__Text__
DIPG Found to Have Three Different Subgroups

"Our results highlight distinct molecular subgroups and novel therapeutic targets for this incurable pediatric cancer."

A group of prominent researchers in pediatric brain tumors, including Dr. Mark M. Souweidane, has announced a significant finding about diffuse intrinsic pontine glioma (DIPG), an always-fatal brain stem tumor that strikes children. Although DIPG was previously thought to be a single tumor, the research group has now identified three distinct subgroups of the disease, opening new possibilities for attacking the different tumor types with different drugs.

The new research, published in Nature Genetics, identifies an MYCN subgroup, a “silent” subgroup, and an H3-K27M subgroup of DIPG, with distinctions in methylation, expression, copy number alteration (CNA) and genetic mutations.

The collaborative, multi-institution research group, which used deep sequencing analysis to study DIPG tumors and establish these three subgroups, consists of some of the most prominent names in pediatric brain tumor research today. The authors include Dr. Oren Becher of Duke University Medical Center, Dr. Cynthia Hawkins of the Hospital for Sick Children in Toronto, Dr. David Allis of Rockefeller University, and dozens more — major DIPG experts from around the country who contributed to this important research.

The paper published about it is now available here.

DIPG is one of the rare and inoperable pediatric brain tumors that is the focus of the Weill Cornell Medicine Children's Brain Tumor Project.

__Exercise requirements__
Please rewrite everything in the DIPG subgroups text from "A group of prominent" down to "and genetic mutations.", substituting "childhood" for "pediatric".

[Saved entries]
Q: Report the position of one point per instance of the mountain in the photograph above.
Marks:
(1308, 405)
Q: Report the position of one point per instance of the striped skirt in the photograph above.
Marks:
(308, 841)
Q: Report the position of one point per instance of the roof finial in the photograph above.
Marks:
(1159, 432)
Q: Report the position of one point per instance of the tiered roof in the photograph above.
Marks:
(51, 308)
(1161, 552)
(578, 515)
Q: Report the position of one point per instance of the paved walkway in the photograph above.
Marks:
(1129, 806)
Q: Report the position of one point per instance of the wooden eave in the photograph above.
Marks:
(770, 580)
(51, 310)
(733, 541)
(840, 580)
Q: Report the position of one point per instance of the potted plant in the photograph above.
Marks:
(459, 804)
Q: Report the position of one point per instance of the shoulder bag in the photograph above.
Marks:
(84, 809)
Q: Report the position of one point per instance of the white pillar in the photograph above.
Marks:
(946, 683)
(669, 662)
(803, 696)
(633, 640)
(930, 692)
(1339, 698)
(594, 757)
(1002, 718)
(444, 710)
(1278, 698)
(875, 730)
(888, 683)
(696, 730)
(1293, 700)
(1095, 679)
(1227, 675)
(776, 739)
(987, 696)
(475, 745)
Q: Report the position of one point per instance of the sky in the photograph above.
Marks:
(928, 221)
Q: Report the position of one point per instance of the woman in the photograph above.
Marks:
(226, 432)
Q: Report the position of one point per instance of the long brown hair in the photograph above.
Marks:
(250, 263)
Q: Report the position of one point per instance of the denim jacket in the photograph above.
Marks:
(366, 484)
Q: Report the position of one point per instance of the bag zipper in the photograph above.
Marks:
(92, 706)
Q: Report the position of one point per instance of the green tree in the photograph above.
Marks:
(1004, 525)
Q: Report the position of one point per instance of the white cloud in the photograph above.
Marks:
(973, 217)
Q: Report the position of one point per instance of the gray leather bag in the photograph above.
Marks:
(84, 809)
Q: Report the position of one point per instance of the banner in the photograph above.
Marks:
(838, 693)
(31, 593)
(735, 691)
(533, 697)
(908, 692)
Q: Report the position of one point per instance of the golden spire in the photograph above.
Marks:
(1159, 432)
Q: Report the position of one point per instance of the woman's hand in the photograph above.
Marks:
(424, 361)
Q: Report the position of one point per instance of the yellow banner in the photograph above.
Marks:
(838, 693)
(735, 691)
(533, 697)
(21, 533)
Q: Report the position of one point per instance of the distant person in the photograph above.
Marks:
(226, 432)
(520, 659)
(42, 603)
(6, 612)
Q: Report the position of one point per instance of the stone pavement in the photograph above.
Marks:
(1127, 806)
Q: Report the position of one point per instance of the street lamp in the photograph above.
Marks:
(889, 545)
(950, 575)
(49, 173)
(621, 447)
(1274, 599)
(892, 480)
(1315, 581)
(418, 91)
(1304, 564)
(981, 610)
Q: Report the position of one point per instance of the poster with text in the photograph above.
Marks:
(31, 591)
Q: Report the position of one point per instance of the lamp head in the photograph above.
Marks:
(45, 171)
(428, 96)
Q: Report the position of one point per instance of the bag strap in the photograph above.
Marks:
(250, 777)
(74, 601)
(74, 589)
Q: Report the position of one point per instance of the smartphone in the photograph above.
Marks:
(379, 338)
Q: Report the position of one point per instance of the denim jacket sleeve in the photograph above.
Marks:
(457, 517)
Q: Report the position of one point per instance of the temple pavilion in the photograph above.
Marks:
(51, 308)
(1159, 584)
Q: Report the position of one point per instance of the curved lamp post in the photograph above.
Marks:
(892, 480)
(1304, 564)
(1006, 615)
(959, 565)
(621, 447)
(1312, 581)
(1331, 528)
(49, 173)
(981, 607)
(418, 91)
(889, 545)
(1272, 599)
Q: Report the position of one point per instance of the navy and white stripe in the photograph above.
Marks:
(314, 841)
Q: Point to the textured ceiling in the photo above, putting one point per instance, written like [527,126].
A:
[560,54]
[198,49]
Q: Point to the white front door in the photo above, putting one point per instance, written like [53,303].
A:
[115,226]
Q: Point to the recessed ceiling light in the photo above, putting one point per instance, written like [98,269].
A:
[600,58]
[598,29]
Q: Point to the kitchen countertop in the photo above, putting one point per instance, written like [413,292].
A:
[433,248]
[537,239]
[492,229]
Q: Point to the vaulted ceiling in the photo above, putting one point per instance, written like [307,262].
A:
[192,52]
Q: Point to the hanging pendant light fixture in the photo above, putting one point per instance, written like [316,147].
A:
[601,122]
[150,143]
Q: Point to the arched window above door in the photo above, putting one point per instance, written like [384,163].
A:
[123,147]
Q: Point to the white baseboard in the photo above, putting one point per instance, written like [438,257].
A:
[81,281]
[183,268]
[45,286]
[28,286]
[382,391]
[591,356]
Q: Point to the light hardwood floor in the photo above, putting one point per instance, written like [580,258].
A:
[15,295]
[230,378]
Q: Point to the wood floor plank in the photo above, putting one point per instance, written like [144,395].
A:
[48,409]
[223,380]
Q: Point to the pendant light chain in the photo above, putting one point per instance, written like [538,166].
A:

__Reply__
A group of prominent researchers in childhood brain tumors, including Dr. Mark M. Souweidane, has announced a significant finding about diffuse intrinsic pontine glioma (DIPG), an always-fatal brain stem tumor that strikes children. Although DIPG was previously thought to be a single tumor, the research group has now identified three distinct subgroups of the disease, opening new possibilities for attacking the different tumor types with different drugs.

The new research, published in Nature Genetics, identifies an MYCN subgroup, a “silent” subgroup, and an H3-K27M subgroup of DIPG, with distinctions in methylation, expression, copy number alteration (CNA) and genetic mutations.